Em seu novo lançamento, Priscilla (2023), a cineasta narra a história de Priscilla Presley, uma personagem icônica que foi casada com Elvis Presley, mas de quem pouco se fala nos bastidores da carreira dele. Notavelmente, em Elvis (2022), o musical de Baz Luhrmann lançado no ano passado, ela mal aparece para falar uma frase. Claro que as intenções de ambas as obras são diferentes e a própria diretora afirma que seu filme tem outra escala, focando justamente, na intimidade da vida privada, em oposição ao mundo externo do artista.

O filme é inspirado no autobiografia chamada Elvis and Me: The True Story of the Love Between Priscilla Presley and the King of Rock N’ Roll (Elvis e Eu: a verdadeira história de amor entre Priscilla Presley e o rei do Rock N’ Roll, em tradução livre), publicado originalmente em 1985, e coloca a personagem título como protagonista da história, geralmente contada pelo ponto de vista da metade mais famosa do casal. Como outras obras da filmografia de Coppola, trata-se de uma história de crescimento, que comunica o isolamento da protagonista, interpretada por Cailee Spaeny, encastelada desde a tenra idade entre fama e riqueza. O contexto deveria ser de sonho, mas a realidade do relacionamento com o cantor (vivido por Jacob Elordi) revela muitas outras camadas. No dia 30 de outubro tive o prazer de participar de uma coletiva de imprensa com a diretora, Coppola, e a atriz, Spaeny, em uma conversa sobre alguns dos aspectos centrais do filme e do trabalho de ambas nele.

_ _ _ _ _ _ _

INSTRUÇÕES DA TAREFA:
Transcreva, sem nenhuma alteração, a parte do trecho sobre o filme Priscilla que começa em "Em seu novo" e segue até "externo do artista.".

_ _ _ _ _ _ _

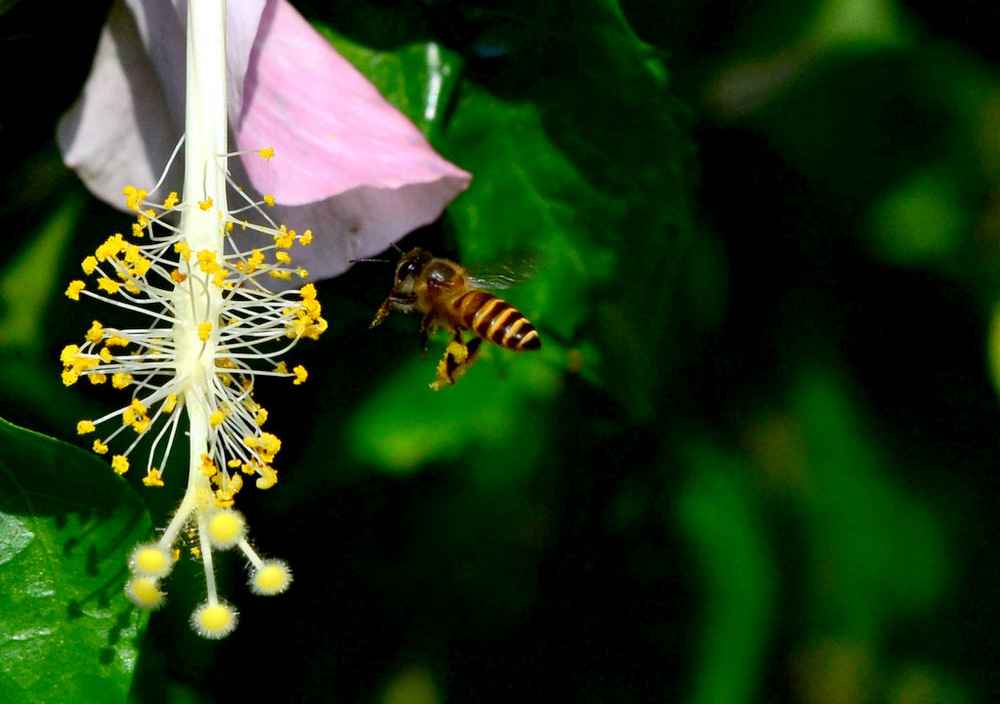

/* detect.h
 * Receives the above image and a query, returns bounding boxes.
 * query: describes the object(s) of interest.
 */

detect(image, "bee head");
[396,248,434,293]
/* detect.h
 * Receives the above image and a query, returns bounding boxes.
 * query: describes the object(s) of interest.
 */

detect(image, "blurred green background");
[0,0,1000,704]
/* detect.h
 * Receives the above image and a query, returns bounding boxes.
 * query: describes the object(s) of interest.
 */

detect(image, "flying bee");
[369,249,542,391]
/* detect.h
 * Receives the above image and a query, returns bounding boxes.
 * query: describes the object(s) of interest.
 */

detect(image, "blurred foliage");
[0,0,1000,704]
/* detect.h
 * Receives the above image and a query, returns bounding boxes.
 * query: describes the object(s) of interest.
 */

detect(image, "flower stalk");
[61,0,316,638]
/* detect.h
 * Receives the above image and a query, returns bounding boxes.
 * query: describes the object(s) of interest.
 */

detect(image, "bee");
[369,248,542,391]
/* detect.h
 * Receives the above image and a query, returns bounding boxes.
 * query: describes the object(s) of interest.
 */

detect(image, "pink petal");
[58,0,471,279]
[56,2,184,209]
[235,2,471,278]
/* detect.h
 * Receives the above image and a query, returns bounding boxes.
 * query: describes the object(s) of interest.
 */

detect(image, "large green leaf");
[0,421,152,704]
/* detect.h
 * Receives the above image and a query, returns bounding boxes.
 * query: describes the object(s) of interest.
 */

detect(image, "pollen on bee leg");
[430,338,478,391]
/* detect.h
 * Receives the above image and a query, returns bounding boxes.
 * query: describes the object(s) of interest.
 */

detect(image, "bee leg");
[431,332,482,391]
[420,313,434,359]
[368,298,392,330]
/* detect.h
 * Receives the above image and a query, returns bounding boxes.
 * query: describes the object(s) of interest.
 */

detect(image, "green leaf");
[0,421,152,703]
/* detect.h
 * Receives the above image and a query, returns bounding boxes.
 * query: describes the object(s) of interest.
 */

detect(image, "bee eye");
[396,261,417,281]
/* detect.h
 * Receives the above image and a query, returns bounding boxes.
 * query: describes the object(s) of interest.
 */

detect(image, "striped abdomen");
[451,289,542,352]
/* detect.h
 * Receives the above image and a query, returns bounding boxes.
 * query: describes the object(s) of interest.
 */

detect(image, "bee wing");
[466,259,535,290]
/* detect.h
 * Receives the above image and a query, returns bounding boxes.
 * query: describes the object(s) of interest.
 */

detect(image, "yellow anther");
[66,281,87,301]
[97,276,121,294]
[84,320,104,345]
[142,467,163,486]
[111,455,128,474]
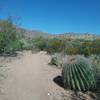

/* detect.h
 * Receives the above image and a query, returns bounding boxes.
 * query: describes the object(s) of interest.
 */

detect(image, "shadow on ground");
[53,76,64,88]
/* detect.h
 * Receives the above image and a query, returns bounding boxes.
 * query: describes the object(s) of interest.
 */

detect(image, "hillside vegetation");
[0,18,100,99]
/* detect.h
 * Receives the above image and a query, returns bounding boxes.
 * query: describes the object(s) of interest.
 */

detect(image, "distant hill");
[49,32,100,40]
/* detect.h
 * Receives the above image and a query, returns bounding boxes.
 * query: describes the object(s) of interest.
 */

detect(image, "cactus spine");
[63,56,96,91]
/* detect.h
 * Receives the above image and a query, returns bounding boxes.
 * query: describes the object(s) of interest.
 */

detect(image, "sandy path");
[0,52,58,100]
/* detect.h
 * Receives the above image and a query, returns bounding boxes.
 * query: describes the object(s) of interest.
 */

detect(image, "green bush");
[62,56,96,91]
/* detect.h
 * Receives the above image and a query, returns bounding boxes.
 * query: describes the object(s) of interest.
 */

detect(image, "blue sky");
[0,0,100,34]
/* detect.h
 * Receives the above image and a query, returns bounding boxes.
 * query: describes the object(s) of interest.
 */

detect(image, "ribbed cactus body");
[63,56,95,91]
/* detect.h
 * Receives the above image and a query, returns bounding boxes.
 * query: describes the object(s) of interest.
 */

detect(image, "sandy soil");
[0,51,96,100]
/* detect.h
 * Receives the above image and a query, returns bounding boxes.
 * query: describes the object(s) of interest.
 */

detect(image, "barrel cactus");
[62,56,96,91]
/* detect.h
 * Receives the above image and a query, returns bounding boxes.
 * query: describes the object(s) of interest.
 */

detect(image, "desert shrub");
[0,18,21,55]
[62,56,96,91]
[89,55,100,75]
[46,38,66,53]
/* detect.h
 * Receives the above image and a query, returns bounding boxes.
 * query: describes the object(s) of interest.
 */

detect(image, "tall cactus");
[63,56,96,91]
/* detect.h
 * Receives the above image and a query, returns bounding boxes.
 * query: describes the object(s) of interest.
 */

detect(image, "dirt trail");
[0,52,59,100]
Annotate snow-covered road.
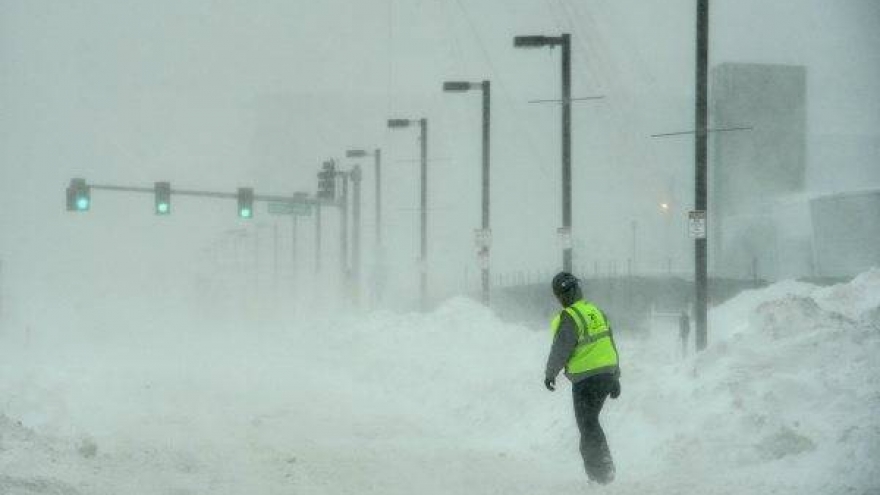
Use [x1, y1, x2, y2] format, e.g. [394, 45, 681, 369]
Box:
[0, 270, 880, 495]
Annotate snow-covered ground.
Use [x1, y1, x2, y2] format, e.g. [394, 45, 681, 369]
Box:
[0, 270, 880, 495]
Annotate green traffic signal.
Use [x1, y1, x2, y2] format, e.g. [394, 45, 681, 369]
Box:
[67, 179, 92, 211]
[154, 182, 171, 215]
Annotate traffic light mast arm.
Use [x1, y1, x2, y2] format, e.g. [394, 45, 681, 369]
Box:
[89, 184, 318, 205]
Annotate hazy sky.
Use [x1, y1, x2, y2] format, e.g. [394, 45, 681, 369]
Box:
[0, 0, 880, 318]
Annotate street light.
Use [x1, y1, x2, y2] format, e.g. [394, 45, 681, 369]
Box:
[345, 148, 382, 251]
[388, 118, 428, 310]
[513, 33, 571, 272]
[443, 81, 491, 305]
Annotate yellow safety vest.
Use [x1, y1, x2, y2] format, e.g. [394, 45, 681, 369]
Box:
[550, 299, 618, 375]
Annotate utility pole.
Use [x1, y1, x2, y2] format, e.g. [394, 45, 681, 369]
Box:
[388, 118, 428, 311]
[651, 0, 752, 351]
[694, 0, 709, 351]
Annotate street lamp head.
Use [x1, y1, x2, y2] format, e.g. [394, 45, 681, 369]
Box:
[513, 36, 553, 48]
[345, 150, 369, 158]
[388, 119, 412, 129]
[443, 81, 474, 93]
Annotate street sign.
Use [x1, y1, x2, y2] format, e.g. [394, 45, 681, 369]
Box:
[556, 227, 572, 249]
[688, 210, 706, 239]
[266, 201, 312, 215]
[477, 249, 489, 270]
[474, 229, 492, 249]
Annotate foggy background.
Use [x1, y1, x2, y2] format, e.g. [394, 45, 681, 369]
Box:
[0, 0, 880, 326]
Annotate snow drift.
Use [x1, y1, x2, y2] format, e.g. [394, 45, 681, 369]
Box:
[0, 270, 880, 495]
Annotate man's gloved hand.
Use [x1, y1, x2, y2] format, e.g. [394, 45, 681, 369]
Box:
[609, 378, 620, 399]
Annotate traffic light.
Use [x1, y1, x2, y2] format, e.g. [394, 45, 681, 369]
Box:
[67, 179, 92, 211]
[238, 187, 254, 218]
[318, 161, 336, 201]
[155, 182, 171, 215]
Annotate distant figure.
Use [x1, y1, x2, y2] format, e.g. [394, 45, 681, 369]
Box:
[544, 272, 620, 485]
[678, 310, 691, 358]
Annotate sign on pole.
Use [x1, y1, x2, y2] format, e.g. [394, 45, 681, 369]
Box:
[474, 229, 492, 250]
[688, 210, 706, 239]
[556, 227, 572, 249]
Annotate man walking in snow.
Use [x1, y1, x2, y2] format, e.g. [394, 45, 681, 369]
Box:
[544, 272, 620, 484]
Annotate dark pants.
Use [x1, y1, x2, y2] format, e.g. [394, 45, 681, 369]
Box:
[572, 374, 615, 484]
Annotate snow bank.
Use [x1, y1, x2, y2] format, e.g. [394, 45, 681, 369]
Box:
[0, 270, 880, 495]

_ _ _ _ _ _ _

RESPOSTA CORRETA:
Em seu novo lançamento, Priscilla (2023), a cineasta narra a história de Priscilla Presley, uma personagem icônica que foi casada com Elvis Presley, mas de quem pouco se fala nos bastidores da carreira dele. Notavelmente, em Elvis (2022), o musical de Baz Luhrmann lançado no ano passado, ela mal aparece para falar uma frase. Claro que as intenções de ambas as obras são diferentes e a própria diretora afirma que seu filme tem outra escala, focando justamente, na intimidade da vida privada, em oposição ao mundo externo do artista.